Given request:
Look for the line containing "woman's lips, find" in the listing below. Retype that line and every subsequent line through the last one, and only those.

###

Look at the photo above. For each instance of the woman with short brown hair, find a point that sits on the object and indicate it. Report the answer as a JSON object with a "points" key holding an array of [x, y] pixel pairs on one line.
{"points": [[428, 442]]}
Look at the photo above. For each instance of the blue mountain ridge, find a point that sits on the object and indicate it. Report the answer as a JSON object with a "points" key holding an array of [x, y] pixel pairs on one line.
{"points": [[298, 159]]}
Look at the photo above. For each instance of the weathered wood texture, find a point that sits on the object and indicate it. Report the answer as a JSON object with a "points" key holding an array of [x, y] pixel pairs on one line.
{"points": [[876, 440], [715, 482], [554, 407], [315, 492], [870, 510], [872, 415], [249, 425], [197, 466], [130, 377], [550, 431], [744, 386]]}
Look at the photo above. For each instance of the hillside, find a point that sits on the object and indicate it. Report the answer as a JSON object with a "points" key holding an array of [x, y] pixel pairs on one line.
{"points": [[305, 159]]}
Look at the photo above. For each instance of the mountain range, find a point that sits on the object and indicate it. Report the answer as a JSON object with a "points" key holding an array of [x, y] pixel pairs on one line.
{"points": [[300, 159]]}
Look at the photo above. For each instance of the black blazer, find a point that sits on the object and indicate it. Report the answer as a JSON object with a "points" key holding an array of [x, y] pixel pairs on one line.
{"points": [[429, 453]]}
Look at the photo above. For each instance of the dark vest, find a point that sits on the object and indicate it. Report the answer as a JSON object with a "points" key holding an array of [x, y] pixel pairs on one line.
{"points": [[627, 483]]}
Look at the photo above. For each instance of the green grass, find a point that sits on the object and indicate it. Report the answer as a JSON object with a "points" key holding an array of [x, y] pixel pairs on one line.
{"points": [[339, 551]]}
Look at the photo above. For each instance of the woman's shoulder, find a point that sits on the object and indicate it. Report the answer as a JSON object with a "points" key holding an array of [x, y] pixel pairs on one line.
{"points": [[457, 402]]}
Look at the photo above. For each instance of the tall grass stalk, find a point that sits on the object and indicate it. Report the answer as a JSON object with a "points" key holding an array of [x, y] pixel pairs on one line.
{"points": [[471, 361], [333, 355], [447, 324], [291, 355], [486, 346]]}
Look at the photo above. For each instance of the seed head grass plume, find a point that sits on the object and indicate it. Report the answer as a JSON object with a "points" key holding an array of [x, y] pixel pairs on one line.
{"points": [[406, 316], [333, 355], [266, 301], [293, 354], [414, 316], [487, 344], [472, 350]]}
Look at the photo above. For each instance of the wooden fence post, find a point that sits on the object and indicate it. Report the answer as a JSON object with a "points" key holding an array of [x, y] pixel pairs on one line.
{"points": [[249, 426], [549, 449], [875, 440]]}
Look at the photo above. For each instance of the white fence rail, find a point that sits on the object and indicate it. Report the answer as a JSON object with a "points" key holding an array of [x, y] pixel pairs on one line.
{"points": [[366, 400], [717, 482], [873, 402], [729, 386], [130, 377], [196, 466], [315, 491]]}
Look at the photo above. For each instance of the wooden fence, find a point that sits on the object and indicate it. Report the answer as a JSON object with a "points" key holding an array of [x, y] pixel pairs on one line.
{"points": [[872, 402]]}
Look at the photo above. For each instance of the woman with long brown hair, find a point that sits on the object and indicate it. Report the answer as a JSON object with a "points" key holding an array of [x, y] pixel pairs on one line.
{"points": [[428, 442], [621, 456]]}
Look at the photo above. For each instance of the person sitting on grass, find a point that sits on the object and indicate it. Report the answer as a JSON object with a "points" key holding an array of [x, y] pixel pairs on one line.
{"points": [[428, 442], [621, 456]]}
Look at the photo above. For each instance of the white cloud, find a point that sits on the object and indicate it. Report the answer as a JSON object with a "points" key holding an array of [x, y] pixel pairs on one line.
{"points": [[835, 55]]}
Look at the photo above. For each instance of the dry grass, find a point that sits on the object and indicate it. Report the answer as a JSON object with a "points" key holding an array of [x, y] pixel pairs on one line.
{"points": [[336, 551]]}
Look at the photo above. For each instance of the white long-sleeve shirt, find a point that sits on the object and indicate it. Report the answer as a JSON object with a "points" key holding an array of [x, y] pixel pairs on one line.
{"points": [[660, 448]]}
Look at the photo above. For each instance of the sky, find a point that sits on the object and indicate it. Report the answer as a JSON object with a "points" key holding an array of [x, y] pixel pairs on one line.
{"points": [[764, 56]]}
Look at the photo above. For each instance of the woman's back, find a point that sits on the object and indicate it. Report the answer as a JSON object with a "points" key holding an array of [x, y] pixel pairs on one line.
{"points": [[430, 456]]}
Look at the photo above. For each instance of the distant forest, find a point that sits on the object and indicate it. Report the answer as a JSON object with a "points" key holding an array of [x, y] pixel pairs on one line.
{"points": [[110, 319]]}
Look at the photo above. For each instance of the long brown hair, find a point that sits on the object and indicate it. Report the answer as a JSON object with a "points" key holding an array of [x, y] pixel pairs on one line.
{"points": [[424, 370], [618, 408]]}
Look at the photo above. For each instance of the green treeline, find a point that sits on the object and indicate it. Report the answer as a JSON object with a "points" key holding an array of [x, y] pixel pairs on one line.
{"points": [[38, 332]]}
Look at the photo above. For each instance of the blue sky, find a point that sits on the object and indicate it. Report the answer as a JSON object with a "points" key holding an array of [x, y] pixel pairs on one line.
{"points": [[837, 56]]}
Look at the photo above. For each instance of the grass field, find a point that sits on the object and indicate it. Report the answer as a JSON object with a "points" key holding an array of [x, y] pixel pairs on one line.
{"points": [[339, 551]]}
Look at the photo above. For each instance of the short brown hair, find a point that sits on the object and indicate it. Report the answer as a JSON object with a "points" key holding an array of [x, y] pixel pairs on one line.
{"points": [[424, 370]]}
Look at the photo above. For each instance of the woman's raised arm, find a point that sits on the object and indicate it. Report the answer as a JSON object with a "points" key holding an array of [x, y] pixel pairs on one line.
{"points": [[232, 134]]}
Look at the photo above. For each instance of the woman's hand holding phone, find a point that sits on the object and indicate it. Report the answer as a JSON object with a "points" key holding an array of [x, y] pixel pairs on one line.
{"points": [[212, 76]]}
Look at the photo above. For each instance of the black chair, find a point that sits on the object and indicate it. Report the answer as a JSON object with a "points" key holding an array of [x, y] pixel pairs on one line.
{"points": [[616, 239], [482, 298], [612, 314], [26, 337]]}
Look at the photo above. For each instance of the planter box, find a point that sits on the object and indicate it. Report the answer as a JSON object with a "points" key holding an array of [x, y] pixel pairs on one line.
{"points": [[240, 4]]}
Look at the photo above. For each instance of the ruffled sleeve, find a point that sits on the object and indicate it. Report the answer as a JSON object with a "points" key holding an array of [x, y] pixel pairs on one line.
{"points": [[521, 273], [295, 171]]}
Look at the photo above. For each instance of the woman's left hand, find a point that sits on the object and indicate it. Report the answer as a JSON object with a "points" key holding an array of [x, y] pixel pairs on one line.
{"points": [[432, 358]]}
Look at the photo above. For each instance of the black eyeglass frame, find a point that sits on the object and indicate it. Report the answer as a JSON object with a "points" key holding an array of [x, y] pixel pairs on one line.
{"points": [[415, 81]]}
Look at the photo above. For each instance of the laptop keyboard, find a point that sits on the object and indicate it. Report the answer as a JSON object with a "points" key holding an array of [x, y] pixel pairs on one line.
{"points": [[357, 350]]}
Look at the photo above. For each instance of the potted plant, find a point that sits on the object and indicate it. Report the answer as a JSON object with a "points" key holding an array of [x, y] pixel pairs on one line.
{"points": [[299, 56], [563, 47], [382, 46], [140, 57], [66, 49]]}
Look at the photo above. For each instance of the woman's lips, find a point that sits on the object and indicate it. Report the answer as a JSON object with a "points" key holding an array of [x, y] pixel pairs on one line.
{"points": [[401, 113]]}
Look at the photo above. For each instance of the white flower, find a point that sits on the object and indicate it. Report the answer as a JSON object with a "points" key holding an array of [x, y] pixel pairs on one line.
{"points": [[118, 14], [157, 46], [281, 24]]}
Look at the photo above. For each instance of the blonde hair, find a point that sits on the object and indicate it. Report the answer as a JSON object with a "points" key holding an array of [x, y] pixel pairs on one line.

###

Solution below:
Look at the photo above. For each instance of the woman's lips, find a point that sits on the object and indicate it. Report the answer as a JSON object with a "points" key holding an array of [x, y] pixel pairs on one line.
{"points": [[401, 113]]}
Look at the photo above. For each instance of the white flower, find a point that sits on the object and indicate it. Report the answer as a JSON object with a "points" key holding an array of [x, y] pixel pairs on one line.
{"points": [[118, 14], [157, 46], [281, 24]]}
Look at the photo above. For each instance of the blonde hair, find a point that sits on the object and indicate it. Report the answer as a JSON object with a "points" key holding an array of [x, y] pixel pairs on one line.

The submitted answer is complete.